Crédit : Clovis Fecteau
Parler de langue et de culture, c’est marcher sur des œufs. J’y saute nu-pieds au risque de m’y couper.
Je reprendrai ici le titre d’un article de Maxime Pedneaud-Jobin publié dans La Presse dernièrement : « Si un Japonais parle grec, cela fait-il de lui un Grec ? ». Cette phrase représente bien le débat sur la culture et la langue qui oppose le Québec au reste du Canada anglophone. D’autant plus que la situation du français devient de plus en plus inquiétante et que le débat sur sa place occupe de plus en plus la scène politique. Le gouvernement du Québec et plus précisément le ministre de la Langue française et responsable des Relations canadiennes et de la Francophonie canadienne, Jean-François Roberge et Bernard Drainville, ministre de l’Éducation, semblent vouloir appeler les Québécoises et Québécois à une espèce de mobilisation de grande ampleur pour freiner, voire, renverser la tendance du déclin.

————

## Travail à faire
**a)** Dans l'extrait sur la langue et la culture au Québec, quel est le titre de l'article de Maxime Pedneaud-Jobin qui est repris ?
**b)** Reprenez l'extrait sur la langue et la culture au Québec là où il s'arrête, puis poursuivez-le.

## Données fournies

————

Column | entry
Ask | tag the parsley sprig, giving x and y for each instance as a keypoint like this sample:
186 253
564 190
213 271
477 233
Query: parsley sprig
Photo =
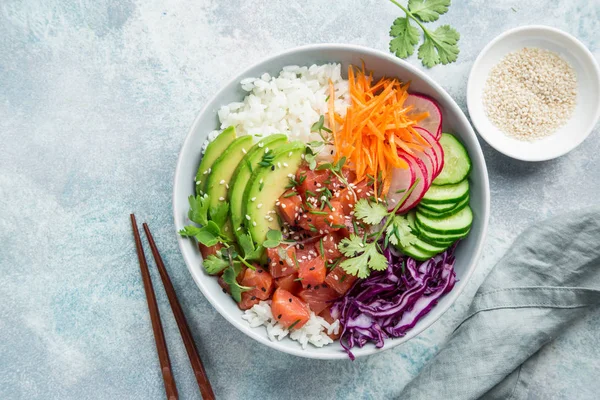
439 46
364 252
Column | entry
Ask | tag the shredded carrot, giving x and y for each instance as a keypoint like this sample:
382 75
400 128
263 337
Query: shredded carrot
376 127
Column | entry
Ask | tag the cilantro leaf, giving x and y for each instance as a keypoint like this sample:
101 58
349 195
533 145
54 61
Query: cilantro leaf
400 232
198 209
317 126
405 37
351 246
439 46
219 213
213 264
229 277
189 231
274 238
370 259
371 213
428 10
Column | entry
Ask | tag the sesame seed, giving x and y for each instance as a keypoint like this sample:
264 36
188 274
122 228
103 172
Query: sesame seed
530 93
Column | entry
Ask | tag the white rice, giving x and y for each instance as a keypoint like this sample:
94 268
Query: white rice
289 103
315 331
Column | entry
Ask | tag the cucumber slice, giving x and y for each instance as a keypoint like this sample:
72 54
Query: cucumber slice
438 238
415 253
438 208
457 163
447 193
438 242
428 247
443 214
458 223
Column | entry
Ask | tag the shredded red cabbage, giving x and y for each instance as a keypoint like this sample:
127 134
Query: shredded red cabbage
389 303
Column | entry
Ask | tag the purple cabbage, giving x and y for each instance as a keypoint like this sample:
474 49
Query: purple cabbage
389 303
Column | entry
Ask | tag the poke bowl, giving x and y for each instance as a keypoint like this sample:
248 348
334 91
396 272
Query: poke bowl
331 201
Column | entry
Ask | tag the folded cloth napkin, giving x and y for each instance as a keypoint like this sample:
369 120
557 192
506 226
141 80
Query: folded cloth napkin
548 279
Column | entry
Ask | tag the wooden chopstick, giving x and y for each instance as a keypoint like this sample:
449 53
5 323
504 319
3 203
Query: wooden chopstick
159 337
199 371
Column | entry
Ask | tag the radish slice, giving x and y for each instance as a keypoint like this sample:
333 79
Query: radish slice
436 148
422 103
402 180
421 188
430 151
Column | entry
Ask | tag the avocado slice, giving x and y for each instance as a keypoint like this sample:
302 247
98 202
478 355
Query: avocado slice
265 187
222 170
242 174
212 152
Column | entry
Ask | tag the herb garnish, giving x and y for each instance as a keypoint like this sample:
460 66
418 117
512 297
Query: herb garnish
439 46
365 255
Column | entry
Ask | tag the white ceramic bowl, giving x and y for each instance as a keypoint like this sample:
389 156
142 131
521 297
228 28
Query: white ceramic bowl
455 121
586 112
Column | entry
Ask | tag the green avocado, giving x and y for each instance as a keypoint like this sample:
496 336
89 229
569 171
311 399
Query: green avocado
212 152
242 174
266 185
222 170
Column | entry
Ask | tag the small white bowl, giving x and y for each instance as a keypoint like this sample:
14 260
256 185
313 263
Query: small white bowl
587 110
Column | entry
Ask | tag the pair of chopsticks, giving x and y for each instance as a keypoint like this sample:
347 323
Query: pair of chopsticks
159 337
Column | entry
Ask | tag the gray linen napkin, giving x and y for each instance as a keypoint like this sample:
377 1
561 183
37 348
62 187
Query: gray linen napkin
548 279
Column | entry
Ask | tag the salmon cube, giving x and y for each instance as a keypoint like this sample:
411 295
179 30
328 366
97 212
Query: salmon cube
289 310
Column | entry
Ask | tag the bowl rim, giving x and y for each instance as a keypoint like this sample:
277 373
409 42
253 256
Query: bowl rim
454 294
589 59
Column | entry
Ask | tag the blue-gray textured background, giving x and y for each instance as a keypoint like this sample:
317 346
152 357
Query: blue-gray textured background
96 97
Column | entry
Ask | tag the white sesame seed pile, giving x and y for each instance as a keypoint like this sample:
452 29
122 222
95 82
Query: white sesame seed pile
530 93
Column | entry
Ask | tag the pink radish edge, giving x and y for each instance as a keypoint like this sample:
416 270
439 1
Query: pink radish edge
421 187
422 103
435 148
402 180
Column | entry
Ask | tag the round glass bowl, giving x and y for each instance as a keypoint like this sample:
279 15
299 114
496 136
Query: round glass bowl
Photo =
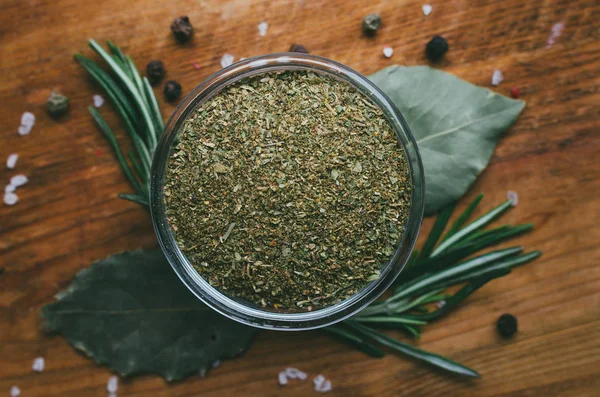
246 312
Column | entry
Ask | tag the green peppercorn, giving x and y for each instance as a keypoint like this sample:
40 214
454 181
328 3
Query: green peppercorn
57 104
371 24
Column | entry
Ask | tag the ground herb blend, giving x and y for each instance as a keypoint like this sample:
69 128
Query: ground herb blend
288 190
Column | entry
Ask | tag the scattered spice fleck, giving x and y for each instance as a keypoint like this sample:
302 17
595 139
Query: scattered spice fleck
282 378
436 48
262 28
172 90
497 77
557 30
322 385
15 391
298 48
295 373
371 23
38 364
513 197
57 104
113 384
182 29
27 123
98 101
226 60
11 161
388 51
18 180
155 70
514 92
507 325
10 198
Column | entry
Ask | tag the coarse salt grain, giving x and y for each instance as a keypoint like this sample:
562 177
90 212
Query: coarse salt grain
262 29
513 197
10 198
295 373
38 364
497 77
18 180
113 384
11 161
15 391
226 60
325 387
318 381
98 101
282 378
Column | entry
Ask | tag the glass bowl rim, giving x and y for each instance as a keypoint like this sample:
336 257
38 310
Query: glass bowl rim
235 309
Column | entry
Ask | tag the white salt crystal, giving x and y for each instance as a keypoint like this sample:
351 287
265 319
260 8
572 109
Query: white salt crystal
497 77
38 364
318 381
113 384
18 180
15 391
295 373
10 198
325 387
24 130
11 161
282 378
28 119
98 100
513 197
262 28
226 60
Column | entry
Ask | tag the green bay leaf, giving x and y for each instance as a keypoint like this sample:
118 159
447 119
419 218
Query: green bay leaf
456 125
131 312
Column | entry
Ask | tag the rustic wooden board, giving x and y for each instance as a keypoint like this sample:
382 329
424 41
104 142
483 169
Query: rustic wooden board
69 214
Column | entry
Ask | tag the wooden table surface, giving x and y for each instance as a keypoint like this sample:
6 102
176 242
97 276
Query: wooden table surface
69 214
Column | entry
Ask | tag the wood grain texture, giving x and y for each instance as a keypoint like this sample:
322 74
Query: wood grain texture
69 214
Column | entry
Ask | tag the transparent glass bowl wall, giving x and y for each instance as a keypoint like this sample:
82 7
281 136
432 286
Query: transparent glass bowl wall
248 313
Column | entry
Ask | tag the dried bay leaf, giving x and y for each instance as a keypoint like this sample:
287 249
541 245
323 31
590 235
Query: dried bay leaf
456 125
131 312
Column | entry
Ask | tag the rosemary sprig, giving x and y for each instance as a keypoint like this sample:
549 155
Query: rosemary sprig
428 274
134 101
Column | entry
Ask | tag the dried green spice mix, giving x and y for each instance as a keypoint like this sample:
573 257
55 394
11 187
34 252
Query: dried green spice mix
288 190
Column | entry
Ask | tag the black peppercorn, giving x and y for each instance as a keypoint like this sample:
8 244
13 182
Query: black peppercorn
436 48
298 48
371 24
57 104
155 70
172 90
507 325
182 29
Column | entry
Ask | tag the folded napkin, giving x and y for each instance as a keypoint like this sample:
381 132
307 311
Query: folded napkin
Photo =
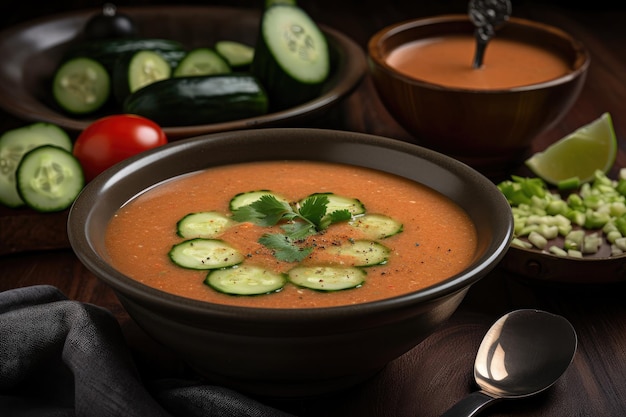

————

## Problèmes résolus
**a)** « Si un Japonais parle grec, cela fait-il de lui un Grec ? »

**b)**
Une idée qui semble bien belle, mais dont la vision semble floue. Pour qu’une telle démarche fonctionne, tout dépendra de la place que l’on réservera au français. Sera-t-il une simple langue de communication? Ou sera-t-il le vecteur principal d’une culture riche, vibrante et unique?
Pour le Canada, la réponse semble claire, la langue n’est pas véhicule de culture. Cette dernière peut très bien être propagée et partagée dans différentes langues.
La nation québécoise possède une vision bien différente ; la culture est indissociable de la langue qui la porte et dès lors, pour qu’une culture soit riche, vibrante et unique la langue qui l’accompagne doit l’être tout autant. Si la culture est une cathédrale, au Canada, on a fait le choix d’en construire une pour y caser chacune et chacun. Ici, on a choisi d’en faire une pour tous.
Bien que la situation du français au Québec et au Canada semble encore faire débat, il semble qu’un consensus sur son déclin se met en place. Cependant, les mesures mises de l’avant par certains groupes pour la protéger divergent fortement. Si certains prônent des mesures restrictives quant à l’utilisation d’autres langues, certains mettent plutôt de l’avant une revalorisation de la culture. Je suis de cette avenue.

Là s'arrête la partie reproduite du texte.